— START OF Provided information —

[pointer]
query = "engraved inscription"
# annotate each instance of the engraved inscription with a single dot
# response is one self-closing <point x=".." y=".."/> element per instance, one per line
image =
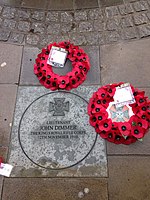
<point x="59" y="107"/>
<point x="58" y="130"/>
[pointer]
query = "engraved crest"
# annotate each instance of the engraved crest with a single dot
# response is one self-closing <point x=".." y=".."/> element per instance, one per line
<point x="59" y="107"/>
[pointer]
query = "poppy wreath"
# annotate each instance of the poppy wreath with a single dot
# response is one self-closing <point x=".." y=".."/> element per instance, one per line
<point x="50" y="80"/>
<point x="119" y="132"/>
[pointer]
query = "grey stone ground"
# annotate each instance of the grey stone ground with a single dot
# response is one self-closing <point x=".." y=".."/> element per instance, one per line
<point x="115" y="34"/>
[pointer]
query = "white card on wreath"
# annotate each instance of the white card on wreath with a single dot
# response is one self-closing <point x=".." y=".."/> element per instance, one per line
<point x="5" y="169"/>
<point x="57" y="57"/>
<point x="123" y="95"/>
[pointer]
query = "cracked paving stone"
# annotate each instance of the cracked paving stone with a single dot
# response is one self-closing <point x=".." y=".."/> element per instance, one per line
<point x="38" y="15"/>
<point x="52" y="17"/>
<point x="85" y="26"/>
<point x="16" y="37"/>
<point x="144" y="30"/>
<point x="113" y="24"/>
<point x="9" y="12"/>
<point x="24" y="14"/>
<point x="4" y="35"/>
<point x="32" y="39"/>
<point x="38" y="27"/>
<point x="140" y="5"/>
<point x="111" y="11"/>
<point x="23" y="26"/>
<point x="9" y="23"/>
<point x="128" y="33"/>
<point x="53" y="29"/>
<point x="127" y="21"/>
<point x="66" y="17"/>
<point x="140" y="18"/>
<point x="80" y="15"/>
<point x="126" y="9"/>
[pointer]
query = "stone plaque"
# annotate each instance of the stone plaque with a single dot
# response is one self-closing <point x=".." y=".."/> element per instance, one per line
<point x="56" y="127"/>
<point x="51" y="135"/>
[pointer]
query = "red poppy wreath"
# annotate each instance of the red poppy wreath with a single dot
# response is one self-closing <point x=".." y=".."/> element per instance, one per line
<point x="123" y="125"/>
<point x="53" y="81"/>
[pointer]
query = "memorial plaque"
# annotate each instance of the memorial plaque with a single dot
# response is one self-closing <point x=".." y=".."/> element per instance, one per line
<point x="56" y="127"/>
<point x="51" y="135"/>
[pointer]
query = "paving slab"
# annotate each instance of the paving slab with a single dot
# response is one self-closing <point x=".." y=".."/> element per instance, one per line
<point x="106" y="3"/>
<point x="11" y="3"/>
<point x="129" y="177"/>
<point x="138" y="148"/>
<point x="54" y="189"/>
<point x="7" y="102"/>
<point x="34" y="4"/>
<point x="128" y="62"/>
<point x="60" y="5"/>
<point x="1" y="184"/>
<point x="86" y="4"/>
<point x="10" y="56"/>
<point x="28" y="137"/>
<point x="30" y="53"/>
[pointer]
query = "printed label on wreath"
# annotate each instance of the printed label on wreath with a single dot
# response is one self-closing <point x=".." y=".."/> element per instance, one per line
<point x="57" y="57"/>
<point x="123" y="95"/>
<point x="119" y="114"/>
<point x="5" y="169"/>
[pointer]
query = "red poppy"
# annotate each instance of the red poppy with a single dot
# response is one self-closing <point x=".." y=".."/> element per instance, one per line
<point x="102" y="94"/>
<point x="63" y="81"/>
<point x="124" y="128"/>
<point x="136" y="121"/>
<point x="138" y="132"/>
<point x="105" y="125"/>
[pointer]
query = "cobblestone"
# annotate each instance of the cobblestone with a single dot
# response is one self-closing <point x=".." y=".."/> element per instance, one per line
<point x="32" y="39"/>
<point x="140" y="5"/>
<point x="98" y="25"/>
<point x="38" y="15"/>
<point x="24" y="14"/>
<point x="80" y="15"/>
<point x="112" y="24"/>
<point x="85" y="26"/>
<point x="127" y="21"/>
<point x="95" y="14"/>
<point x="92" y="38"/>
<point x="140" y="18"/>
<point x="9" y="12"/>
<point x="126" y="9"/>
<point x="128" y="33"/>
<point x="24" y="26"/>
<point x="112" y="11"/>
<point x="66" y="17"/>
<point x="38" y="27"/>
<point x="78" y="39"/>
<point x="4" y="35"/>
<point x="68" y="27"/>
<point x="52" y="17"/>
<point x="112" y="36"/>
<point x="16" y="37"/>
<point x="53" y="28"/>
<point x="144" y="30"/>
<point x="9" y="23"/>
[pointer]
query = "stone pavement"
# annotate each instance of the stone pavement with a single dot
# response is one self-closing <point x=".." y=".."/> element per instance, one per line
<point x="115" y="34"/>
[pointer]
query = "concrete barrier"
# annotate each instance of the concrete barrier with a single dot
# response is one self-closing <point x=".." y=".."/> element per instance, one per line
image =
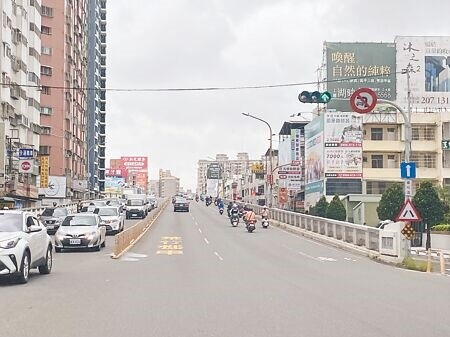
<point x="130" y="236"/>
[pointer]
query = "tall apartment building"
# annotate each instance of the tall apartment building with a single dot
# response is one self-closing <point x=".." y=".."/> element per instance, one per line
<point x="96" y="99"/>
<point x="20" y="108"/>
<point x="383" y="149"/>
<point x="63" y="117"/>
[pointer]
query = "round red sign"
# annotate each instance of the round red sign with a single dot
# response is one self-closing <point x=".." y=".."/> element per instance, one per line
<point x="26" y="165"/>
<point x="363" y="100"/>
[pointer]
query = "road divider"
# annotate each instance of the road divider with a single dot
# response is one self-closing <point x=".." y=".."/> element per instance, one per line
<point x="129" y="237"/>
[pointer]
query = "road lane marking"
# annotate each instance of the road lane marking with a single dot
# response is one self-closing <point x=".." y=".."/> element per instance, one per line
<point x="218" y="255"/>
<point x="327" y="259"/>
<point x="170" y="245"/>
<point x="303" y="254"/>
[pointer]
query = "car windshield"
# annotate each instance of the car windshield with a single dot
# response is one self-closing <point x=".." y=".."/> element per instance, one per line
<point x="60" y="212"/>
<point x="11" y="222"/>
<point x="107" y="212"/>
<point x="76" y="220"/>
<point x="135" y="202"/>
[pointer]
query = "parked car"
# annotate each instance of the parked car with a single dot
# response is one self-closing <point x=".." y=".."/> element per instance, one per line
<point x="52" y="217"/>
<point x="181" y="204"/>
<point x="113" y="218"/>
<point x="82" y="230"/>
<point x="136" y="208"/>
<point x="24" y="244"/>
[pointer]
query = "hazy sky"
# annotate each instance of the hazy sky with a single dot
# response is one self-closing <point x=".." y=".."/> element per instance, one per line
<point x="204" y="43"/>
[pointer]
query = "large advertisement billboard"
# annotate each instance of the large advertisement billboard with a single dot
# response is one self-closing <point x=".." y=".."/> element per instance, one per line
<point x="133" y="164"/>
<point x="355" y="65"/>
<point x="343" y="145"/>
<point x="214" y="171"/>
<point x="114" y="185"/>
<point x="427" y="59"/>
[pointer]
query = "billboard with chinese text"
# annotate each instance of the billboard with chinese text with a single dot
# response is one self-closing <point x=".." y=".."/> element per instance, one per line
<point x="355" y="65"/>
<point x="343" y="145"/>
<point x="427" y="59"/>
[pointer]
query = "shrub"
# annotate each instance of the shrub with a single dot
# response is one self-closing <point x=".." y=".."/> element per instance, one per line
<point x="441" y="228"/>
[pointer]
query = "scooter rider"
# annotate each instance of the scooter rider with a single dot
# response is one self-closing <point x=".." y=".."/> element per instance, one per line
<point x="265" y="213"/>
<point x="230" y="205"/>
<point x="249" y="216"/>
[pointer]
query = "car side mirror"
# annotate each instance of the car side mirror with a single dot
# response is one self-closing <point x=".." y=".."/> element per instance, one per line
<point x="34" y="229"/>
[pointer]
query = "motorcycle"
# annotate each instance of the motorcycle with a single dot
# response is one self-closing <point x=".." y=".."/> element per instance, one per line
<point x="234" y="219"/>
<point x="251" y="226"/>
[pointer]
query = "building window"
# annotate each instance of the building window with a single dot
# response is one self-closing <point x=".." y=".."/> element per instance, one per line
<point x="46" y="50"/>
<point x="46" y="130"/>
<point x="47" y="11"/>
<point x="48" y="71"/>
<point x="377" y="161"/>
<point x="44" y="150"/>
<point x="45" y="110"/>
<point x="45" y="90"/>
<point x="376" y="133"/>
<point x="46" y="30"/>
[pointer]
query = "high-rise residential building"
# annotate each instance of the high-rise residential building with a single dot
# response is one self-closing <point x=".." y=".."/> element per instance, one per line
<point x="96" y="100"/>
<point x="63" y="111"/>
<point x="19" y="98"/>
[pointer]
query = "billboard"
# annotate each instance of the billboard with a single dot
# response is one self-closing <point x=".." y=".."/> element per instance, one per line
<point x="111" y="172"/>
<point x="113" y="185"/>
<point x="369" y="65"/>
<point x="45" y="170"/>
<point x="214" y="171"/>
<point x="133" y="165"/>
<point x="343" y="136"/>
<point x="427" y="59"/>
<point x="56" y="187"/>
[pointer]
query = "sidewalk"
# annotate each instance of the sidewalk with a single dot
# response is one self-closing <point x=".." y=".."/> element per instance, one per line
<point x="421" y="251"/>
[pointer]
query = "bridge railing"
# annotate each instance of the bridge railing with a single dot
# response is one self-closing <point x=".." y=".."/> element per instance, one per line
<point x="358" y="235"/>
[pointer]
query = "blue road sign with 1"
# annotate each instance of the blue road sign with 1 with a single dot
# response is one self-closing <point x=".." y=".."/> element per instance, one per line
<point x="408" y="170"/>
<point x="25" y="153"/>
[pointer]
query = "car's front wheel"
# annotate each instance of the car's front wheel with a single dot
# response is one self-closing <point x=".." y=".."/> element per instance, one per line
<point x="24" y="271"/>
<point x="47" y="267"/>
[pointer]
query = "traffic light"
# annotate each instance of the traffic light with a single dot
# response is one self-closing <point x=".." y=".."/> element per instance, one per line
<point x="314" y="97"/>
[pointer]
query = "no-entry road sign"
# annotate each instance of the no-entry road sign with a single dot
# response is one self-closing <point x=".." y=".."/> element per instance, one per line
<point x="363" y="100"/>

— END OF Provided information —
— START OF Provided information —

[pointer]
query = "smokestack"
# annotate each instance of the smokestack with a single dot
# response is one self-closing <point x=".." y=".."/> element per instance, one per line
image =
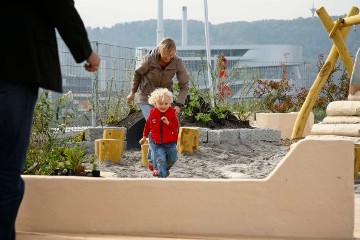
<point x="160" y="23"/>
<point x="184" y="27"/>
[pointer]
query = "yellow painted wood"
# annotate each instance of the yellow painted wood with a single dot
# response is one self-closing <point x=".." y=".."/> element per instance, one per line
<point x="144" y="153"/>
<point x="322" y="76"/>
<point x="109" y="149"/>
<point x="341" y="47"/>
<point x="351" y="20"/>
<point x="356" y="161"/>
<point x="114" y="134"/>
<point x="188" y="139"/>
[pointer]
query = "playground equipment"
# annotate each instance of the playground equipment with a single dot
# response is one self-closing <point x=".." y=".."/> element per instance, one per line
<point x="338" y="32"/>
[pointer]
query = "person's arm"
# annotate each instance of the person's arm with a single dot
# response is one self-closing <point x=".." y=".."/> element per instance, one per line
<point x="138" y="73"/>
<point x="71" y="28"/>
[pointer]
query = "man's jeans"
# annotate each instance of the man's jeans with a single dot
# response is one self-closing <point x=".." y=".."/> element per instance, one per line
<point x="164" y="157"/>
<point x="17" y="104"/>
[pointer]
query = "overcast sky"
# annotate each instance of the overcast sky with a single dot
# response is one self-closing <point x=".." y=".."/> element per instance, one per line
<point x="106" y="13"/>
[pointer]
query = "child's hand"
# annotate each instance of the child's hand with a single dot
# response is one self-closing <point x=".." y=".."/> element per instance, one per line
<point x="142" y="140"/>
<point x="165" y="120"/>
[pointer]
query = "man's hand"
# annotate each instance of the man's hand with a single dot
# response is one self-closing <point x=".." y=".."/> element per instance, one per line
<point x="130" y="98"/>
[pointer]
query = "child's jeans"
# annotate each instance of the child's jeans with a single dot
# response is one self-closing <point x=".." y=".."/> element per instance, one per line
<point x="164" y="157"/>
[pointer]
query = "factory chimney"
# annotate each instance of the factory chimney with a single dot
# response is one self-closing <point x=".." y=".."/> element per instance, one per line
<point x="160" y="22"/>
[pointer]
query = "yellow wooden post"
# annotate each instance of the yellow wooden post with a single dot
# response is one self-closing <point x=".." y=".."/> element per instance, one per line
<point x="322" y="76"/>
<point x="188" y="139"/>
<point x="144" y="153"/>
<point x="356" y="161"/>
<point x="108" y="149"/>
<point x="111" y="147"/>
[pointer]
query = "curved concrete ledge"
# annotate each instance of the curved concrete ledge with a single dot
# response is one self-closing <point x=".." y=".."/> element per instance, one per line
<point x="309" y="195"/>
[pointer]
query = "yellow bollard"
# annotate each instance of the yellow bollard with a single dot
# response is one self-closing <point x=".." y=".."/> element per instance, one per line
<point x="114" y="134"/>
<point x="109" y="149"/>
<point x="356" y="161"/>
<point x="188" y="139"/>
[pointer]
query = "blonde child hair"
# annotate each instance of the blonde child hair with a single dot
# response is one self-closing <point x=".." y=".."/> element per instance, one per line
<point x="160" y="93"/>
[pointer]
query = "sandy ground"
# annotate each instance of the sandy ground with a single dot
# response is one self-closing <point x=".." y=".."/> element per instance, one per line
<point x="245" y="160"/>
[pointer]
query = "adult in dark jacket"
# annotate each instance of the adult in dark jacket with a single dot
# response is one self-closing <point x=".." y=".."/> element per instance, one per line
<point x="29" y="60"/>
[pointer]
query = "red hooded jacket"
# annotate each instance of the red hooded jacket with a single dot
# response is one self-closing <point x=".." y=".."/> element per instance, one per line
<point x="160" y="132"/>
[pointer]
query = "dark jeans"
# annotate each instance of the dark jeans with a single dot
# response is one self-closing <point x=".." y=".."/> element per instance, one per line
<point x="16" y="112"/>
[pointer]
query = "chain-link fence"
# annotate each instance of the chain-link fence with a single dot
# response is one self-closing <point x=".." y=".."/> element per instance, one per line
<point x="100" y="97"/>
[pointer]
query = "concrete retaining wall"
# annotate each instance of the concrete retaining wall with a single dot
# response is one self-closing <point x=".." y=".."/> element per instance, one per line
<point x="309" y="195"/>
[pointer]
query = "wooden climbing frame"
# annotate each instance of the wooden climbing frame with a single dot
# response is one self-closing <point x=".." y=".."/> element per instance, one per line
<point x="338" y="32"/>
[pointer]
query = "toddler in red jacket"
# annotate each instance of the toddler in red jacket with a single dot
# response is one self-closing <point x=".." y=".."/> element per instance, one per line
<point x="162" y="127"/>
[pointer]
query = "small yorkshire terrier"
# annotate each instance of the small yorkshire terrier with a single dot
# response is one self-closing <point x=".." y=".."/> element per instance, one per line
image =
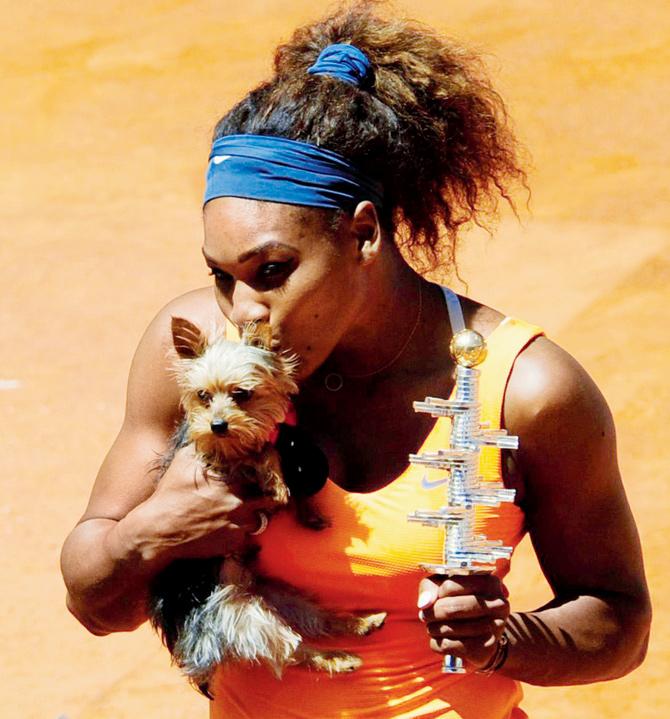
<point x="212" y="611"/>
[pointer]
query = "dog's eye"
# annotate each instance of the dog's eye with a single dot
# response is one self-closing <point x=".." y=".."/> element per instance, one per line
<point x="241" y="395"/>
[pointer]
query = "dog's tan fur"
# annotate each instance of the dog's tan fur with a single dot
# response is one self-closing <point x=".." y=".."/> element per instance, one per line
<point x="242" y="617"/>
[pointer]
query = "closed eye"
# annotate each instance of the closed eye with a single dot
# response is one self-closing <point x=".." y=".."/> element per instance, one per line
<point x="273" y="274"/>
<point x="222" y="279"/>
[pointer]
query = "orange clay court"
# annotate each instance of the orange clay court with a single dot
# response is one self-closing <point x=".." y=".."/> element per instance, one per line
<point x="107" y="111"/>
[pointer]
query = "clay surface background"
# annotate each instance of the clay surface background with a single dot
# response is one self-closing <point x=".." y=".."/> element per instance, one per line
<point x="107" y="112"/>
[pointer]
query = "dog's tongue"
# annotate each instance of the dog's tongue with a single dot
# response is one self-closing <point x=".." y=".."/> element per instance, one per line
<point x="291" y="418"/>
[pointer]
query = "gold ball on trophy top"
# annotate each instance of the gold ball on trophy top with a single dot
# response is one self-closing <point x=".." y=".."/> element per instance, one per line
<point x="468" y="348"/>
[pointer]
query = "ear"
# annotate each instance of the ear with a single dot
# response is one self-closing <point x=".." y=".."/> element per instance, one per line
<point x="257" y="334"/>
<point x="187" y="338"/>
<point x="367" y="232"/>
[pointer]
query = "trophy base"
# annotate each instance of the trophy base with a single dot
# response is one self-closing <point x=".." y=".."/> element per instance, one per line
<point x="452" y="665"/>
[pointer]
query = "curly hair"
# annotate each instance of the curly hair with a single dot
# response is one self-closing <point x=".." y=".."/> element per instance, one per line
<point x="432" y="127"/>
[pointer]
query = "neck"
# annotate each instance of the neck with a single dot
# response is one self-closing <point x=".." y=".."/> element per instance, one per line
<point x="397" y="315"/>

— END OF Provided information —
— START OF Provided information —

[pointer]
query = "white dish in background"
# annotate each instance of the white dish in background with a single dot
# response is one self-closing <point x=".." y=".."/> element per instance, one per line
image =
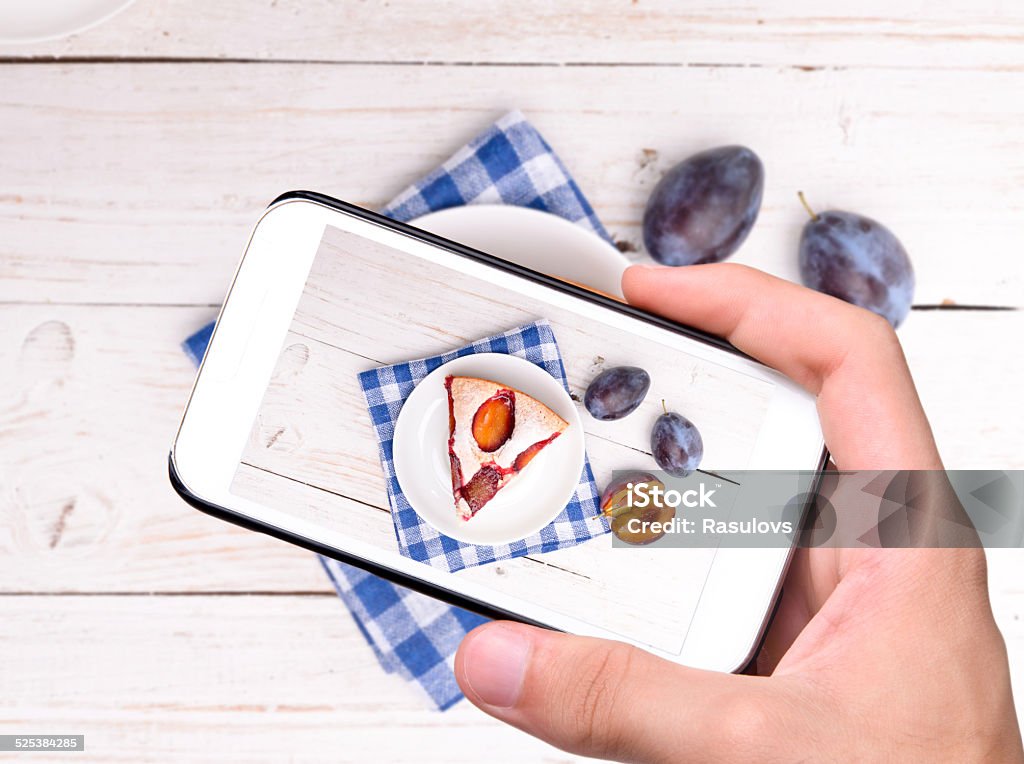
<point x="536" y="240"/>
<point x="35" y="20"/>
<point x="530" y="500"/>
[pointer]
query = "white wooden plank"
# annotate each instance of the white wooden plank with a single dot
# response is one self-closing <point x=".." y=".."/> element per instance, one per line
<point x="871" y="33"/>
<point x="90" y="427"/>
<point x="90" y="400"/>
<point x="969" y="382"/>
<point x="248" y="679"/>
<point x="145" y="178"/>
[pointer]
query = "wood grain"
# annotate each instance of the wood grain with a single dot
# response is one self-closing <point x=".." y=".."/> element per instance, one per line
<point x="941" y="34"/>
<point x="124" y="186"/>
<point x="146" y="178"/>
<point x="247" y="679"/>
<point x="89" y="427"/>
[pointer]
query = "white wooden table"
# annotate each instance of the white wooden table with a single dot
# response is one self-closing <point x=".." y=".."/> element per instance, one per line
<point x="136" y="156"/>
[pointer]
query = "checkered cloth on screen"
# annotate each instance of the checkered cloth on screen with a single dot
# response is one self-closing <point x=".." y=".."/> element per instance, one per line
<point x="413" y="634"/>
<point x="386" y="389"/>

— END OF Provided information —

Exercise task | Please count the lines in the items above that contain the string "wooden". Reply with only the number.

Written reply | 8